#### [ESERCIZIO 1]
Rispondi a queste domande sul testo che parla della crisi tra Cina e Lituania:
(a) Con quale paese la crisi stimola la partnership economica?
(b) Presso quale organizzazione Bruxelles ha avviato una causa contro la Cina, e in che giorno?
(c) Che forme potrebbe prendere la vendetta di Pechino che i paesi europei temono?
#### [ESERCIZIO 2]
Traduci in inglese questa frase del testo sulla crisi tra Cina e Lituania: "Alcuni paesi membri avrebbero volentieri fatto a meno di litigare con la Cina."
#### [ESERCIZIO 3]
Prosegui il testo sulla crisi tra Cina e Lituania partendo da dove si interrompe.

#### [TESTO]
◆ ◆ ◆ ◆

Oltre che stimolare la partnership economica con Taiwan, la crisi tra Cina e Lituania pone però un grosso tema all’interno dei confini dell’Ue, mettendo alla prova le capacità dell’Unione di difendere il proprio mercato interno. Il trattamento riservato da Pechino alla Lituania rappresenta una minaccia anche per le altre nazioni europee, molte delle quali conservano legami economici profondi con la Cina. Proprio per questi motivi, giovedì scorso Bruxelles ha avviato una causa contro la Cina presso il Wto, l’Organizzazione mondiale del commercio, accusando Pechino di «pratiche commerciali discriminatorie contro la Lituania, che stanno colpendo anche altre esportazioni dal mercato unico dell’Ue». La reazione dell’Unione sarà tutta da verificare nei mesi a venire. Infatti, se, da un lato, l’iniziativa presso il Wto sembra la prima di una serie di ritorsioni contro la Cina, dall’altro, è molto forte la preoccupazione dei paesi europei di una vendetta di Pechino sotto la forma di guerre commerciali o di azzeramento degli investimenti in Europa. Alcuni paesi membri avrebbero volentieri fatto a meno di litigare con la Cina.

◆ ◆ ◆ ◆

#### [DATI DI PARTENZA]
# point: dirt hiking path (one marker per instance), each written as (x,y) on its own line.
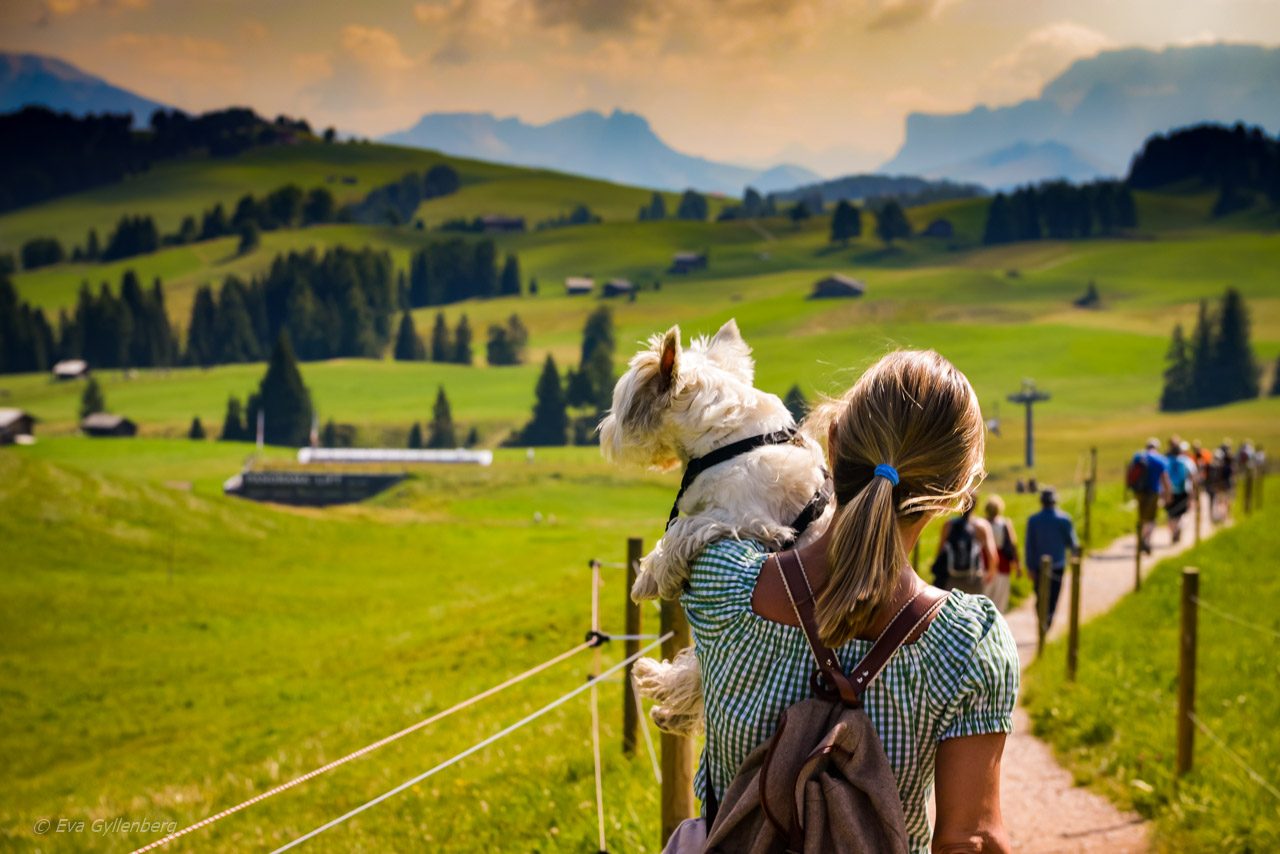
(1043,811)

◆ ◆ ◆ ◆

#### [RISPOSTA ATTESA 1]
(a) Con Taiwan.
(b) Presso il Wto, l'Organizzazione mondiale del commercio, giovedì scorso.
(c) Guerre commerciali o azzeramento degli investimenti in Europa.

#### [RISPOSTA ATTESA 2]
Some member states would gladly have done without quarreling with China.

#### [RISPOSTA ATTESA 3]
«Non ci è chiaro se il problema sia abbastanza grande da giustificare la proposta di attivare il Wto. Se implementato, questo strumento avrebbe probabilmente un impatto economico significativo sul commercio, sulle imprese e sulle relazioni tra la Ue e altri paesi», aveva scritto il governo svedese in una lettera alla commissione del dicembre scorso. «Non credo che i paesi più grandi dell’Ue si sarebbero presi la responsabilità di reagire se non ci fosse stata l’iniziativa della Lituania», ammette Kubilius. Che però si mostra ottimista: «Forse la nostra reazione si estenderà anche ad altri paesi e col tempo l’Europa potrebbe ritrovarsi unita contro un paese che non soddisfa i nostri standard». Per la Lituania, la frizione con la Cina è l’occasione per inviare un messaggio anche a Mosca. Il piccolo paese baltico «è stato costantemente sotto pressione russa da quando è entrata a far parte della Nato. Così, vuole dare l’esempio agli altri stati membri europei affinché nessuno soccomba ai capricci autocratici di Pechino e Mosca», spiega Velina Tchakarova, capo dell’Istituto austriaco per la politica europea e di sicurezza.

Bruxelles ha recentemente proposto un meccanismo giuridico per rispondere alle intimidazioni economiche in “modo strutturato e uniforme” che potrebbe includere tasse doganali, limiti alle importazioni e all’accesso al mercato interno europeo. Ma la dinamica è tutta da verificare: fino ad oggi la relazione economica con la Cina è stata un elemento chiave della spinta dell’UE verso quell’”autonomia strategica”, che renderebbe Bruxelles più indipendente dall’influenza economica statunitense. Ma – come dimostra il caso Lituania – il prezzo di questa indipendenza potrebbe rivelarsi troppo alto.